● What is being asked: Can you convert this listing into a two-column CSV with the headers "request" and "points", one row per request? Put the request text in the first column and its answer in the second, each as one quoted field, with every line break replaced by a space.

○ ○ ○

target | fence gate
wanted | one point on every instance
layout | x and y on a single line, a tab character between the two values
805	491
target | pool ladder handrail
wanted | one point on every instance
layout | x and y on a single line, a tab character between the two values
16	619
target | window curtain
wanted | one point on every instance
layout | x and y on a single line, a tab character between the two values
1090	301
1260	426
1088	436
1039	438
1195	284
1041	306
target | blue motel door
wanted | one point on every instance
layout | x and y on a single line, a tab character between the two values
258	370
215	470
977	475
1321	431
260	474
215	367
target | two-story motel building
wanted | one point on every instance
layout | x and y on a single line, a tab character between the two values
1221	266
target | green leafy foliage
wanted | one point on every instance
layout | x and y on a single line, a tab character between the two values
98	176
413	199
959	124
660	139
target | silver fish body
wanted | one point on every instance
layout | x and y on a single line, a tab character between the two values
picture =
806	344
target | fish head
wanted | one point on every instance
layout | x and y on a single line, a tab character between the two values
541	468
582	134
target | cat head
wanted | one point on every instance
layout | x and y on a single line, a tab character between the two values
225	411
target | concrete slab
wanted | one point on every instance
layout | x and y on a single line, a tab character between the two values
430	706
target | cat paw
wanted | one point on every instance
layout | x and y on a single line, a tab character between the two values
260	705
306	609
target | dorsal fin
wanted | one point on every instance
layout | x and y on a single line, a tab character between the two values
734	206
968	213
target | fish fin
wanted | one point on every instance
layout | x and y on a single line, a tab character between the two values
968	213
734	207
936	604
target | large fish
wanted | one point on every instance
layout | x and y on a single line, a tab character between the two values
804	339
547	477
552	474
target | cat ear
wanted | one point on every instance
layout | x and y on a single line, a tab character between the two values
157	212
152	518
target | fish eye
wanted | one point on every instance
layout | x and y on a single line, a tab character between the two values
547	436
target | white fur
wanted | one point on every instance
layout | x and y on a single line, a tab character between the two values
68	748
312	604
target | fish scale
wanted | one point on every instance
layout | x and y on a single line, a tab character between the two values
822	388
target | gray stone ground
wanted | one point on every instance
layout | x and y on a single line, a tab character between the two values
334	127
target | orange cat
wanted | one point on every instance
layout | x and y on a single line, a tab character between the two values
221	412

○ ○ ○

● The answer:
request,points
"target | fence gate wanted | one point on every instance layout | x and y on a single line, a tab character between the two values","805	491"
"target | pool ladder handrail wanted | one point on every instance layout | x and y on a single line, a tab character between the two values","16	619"
"target | window curtain wanted | one point on every instance layout | x and y on a single line, a tab character between the two values","1090	301 1260	426 1088	436 1039	438 1195	284 1041	306"
"target | blue motel door wanted | one point on every instance layout | x and y on a single line, a tab character between the two values","258	370 215	470 977	475 1321	431 260	474 215	367"
"target | two-story motel building wanted | one point on every instance layout | x and y on a single line, a tab character between the two values","1221	266"
"target | green leafy foliage wanted | one point on every instance layout | x and y on a single line, a tab character between the two values","98	176 413	199 959	124 660	139"
"target | silver fish body wanted | one point on every instance layout | x and y on a single line, a tab character between the two values picture =","806	344"
"target | fish head wanted | one point on every instance layout | x and y on a single line, a tab character between the two values","541	468 582	134"
"target | cat head wanted | one point on every instance layout | x and y on a single line, a tab character between the two values","225	411"
"target | concrete slab wanted | one point on every instance layout | x and y on a single line, a tab character between the two values","430	706"
"target | cat paw wanted | one point on every instance layout | x and y on a single line, a tab character between the two values","260	705 306	609"
"target | dorsal fin wanted | one point on every instance layout | x and y on a single line, a tab character between the two values","734	206 968	213"
"target | fish fin wanted | one point on every instance layout | x and y on a single line, a tab character between the two values","968	213 734	207 936	604"
"target | large fish wanted | one point on every instance layout | x and y on a single line, a tab character between the two values","804	339 547	477 552	474"
"target | cat ear wanted | one point on every instance layout | x and y on a single line, a tab character between the two values","157	212 152	518"
"target | fish eye wanted | one point on every instance layout | x and y on a single line, a tab character between the two values","547	436"
"target | white fur wanted | one point on every instance layout | x and y on a single line, a tab character between the two values","68	748 312	604"
"target | fish scale wanted | one point on every instance layout | x and y on a single line, a tab character between the two values","822	388"
"target | gray stone ground wanted | one point on every instance layout | x and y on a single line, a tab character between the two values","334	127"
"target | orange cat wanted | one point on every instance layout | x and y on a single line, a tab character between the two values","221	412"